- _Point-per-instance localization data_
┄┄┄┄┄┄

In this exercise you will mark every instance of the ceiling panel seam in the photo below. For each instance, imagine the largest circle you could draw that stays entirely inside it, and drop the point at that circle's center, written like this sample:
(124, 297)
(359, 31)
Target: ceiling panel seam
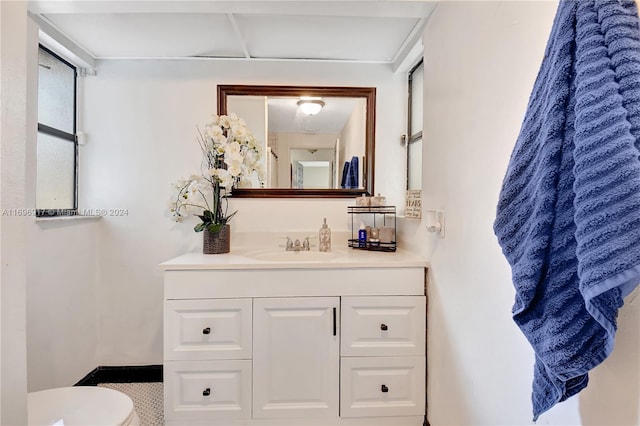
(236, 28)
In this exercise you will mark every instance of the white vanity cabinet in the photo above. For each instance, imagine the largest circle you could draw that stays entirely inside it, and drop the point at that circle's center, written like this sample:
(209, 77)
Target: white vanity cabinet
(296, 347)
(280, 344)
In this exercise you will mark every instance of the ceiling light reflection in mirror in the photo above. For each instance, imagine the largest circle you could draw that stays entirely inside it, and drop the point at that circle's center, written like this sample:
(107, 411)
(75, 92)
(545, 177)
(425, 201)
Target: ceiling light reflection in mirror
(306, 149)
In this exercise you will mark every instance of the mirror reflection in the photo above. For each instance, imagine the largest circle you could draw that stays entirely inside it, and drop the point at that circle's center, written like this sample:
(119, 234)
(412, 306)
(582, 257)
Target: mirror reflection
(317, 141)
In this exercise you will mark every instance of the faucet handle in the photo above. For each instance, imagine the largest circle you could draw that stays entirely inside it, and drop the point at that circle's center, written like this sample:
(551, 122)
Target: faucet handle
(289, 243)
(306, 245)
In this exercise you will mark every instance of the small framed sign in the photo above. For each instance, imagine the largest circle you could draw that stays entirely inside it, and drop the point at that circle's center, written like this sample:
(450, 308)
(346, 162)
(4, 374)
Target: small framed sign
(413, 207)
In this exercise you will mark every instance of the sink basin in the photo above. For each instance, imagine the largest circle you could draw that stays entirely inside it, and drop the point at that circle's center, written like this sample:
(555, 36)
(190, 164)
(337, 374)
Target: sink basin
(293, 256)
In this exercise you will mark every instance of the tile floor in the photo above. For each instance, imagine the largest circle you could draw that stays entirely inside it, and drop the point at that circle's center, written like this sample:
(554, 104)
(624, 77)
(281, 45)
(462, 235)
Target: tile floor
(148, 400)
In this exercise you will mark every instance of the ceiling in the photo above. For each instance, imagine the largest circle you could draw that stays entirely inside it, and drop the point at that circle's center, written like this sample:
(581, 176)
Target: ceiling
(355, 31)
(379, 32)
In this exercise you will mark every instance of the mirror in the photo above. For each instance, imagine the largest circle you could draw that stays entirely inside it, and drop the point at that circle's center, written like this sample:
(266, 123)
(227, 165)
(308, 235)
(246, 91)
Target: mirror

┄┄┄┄┄┄

- _Exercise details_
Please reproduce every record exactly as written, excluding the pictures.

- _Answer box_
In this exercise you will mark every instance of the ceiling panel seam in the photo below. For each instance, imagine the largest circle you could draw that stays entirely inside it, and drop the point at that circle's center, written like this sample:
(124, 297)
(359, 31)
Target: ceiling panel seam
(236, 28)
In this exercise you will mark every instance of the white vanity cabinet in the photo above. For each instance, imagine the largest circle you could draw that stays entirely inside it, and drop the point at that circle's center, written like this sample:
(209, 77)
Target: white vanity cabinet
(296, 347)
(280, 344)
In this exercise you will mark every instance of the ceiling light reflection in mirror in the photo above. For each instance, imagine the largest circle you could draw that stays entirely inside it, and drop the point at that circle's center, written like this sample:
(107, 411)
(75, 92)
(545, 177)
(425, 201)
Target: ceiling light reflection in mirror
(306, 149)
In this exercise you will mark every instance of the mirror reflection in the photo above. For each instance, imagine the largest circle you could draw that stays entirely inside it, and drop the point at that circle's center, written like this sample:
(119, 234)
(412, 306)
(582, 257)
Target: mirror reflection
(317, 141)
In this exercise you will mark every instance of the faucet handle in the photo above. For each instance, imagine the largest circle you could draw that stays entirely inside it, and drop the point at that circle's center, written like this sample:
(551, 122)
Target: faucet handle
(289, 243)
(306, 245)
In this exercise you will mark every instance of the small framed sign in the photo above. For each instance, imagine the largest circle you could draw that stays entirely inside it, and drop the point at that circle's center, written like this sample:
(450, 308)
(346, 162)
(4, 374)
Target: small framed sign
(413, 207)
In this exercise you will mark every instance of the sink basin in the photo above. For each instance, imagine the largest circle you could draw that stays entirely inside it, and drop the point at that circle's center, written like this sample:
(555, 36)
(190, 164)
(337, 374)
Target: sink basin
(293, 256)
In this exercise you will mark every instance of the tile floor in the photo above. For each instance, imagine the largest circle you could draw that stays entirely inside it, and drop the point at that circle's center, written like this sample:
(554, 104)
(624, 77)
(281, 45)
(462, 235)
Target: tile floor
(148, 400)
In this exercise you will mark every instance of the ceiling in the photo above. For each instance, imagine the largest circle you could draw that stays entirely inside it, and drop the point at that circle's center, written like this sample:
(581, 176)
Target: ceiling
(355, 31)
(379, 32)
In this exercise you will mark every instance of the mirror in the photo above. For each instance, imagine the largest circle you could draw that stays entirely inside it, and drop the point at that circle's center, written like this sample:
(266, 123)
(227, 165)
(308, 235)
(246, 91)
Target: mirror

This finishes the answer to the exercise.